Page text start

Britain’s own war on women

Since 2010, women - old, young, rich, poor - have received blow after blow to their economic independence and social wellbeing.

By Rebecca Omonira-Oyekanmi

I have a close friend, unemployed with two children under three, who will be waiting anxiously tomorrow as politicians decide whether or not to limit rises in benefits and tax credits by one per cent.

Just before Christmas she sent me a clipping from a story heavily misreported in the tabloids. Sharon (not her real name) was perplexed. It was the story of Leanna Broderick, a jobless single mum who had managed to save £2,000 (from benefit payments) to pay for Christmas for herself and two young daughters. 

“How could she spare £2K for Christmas? That is impossible,” Sharon said. The Daily Mail gleefully set out in a table accompanying the article how the allegedly feckless Leanna used her benefits to fund a luxury lifestyle. Yet what the table revealed was just how little money she had to live on – most of the benefits (£444 housing benefit, £80 council tax benefit) are paid directly to a landlord or the council. Others, such as the £24 a month for milk and vegetables, come in the form of vouchers. What’s left, about £180 a week, must cover household bills, food, clothes for her children, and any other living costs.  

Sharon was particularly alarmed by this story because she feared the backlash on struggling mums like herself. She spent last year searching for a job that would cover the cost of full-time childcare, or offer part-time hours to fit the 15-hours-a-week of state-funded childcare she receives. Trips to the job centre and frantic calls to the DWP leave her frustrated and trapped. Most of all she feels alone; the professionals in the government supposed to help had no answer to her question, how do I find a job that fits around two young children? Often, Sharon shouts into the silence at the end of the phone, am I really supposed to stay on benefits till they start school?

Page text end
Record extracts start

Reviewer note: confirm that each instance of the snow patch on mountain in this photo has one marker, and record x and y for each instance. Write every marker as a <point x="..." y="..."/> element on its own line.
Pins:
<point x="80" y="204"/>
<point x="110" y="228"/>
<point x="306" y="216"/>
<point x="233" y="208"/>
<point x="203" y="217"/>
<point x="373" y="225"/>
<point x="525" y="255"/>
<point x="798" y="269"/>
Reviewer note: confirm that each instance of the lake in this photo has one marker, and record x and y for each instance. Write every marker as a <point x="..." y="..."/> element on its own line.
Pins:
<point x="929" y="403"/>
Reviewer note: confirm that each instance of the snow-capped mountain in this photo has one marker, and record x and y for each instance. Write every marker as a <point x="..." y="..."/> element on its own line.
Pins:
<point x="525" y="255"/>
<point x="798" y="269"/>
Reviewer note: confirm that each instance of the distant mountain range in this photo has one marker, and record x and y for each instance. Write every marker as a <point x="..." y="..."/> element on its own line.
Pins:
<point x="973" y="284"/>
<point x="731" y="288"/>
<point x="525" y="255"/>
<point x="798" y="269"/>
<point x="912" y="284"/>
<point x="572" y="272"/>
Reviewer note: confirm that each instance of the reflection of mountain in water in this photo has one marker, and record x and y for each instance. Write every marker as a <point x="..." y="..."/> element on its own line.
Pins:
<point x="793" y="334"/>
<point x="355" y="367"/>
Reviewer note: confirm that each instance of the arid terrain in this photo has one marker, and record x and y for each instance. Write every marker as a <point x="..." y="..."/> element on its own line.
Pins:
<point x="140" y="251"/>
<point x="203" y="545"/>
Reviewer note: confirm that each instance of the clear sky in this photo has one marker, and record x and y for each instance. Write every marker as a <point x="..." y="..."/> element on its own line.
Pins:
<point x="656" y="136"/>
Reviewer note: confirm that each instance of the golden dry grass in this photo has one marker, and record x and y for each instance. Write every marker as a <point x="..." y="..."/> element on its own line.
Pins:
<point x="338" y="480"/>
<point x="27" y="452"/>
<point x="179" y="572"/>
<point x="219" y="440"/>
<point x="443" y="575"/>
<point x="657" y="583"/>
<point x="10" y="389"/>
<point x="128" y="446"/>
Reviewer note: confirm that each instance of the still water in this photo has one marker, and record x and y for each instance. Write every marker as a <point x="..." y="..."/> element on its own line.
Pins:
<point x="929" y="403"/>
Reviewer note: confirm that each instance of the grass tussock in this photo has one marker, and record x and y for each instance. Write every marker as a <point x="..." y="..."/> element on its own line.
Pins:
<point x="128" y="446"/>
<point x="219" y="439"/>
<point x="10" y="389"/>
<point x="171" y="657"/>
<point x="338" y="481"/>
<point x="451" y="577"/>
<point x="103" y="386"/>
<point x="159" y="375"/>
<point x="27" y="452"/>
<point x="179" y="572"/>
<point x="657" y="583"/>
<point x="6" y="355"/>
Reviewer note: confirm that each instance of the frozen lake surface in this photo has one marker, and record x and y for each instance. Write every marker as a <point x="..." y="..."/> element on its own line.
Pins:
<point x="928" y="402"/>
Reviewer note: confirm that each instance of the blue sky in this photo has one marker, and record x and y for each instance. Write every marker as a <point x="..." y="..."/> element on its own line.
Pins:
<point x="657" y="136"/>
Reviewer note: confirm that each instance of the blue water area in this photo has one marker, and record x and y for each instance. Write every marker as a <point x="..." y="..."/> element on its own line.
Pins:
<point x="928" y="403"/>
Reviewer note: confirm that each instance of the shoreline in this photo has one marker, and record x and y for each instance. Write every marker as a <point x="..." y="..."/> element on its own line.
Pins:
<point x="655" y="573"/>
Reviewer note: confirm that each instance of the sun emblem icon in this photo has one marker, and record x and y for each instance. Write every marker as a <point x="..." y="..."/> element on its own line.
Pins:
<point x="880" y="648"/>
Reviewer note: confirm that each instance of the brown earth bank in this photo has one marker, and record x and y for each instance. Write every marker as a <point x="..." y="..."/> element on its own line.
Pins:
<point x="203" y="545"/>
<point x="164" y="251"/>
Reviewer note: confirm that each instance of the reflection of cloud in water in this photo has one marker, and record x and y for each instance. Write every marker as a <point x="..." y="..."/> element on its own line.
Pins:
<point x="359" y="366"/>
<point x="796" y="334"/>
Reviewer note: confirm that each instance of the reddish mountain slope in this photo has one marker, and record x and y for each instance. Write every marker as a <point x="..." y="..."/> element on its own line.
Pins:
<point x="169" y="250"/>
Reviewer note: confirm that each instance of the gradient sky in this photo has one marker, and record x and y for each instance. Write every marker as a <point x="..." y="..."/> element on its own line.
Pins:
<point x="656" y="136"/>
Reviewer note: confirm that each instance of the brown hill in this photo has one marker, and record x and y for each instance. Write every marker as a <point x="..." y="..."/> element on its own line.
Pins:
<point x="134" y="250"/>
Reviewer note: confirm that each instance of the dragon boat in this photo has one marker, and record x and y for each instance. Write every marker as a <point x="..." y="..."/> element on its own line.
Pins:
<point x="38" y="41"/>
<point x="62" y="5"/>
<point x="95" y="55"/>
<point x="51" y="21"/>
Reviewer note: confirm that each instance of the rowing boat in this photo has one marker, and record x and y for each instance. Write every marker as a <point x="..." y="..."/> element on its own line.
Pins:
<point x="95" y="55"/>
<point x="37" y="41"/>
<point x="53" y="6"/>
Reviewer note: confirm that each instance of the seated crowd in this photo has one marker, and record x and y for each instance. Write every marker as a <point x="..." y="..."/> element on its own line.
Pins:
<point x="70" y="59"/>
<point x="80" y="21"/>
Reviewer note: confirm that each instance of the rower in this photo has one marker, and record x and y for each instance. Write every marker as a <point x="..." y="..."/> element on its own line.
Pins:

Record extracts end

**Set problem**
According to the article on Britain's war on women, how many hours a week of state-funded childcare does Sharon receive?

**Task result**
15 hours a week.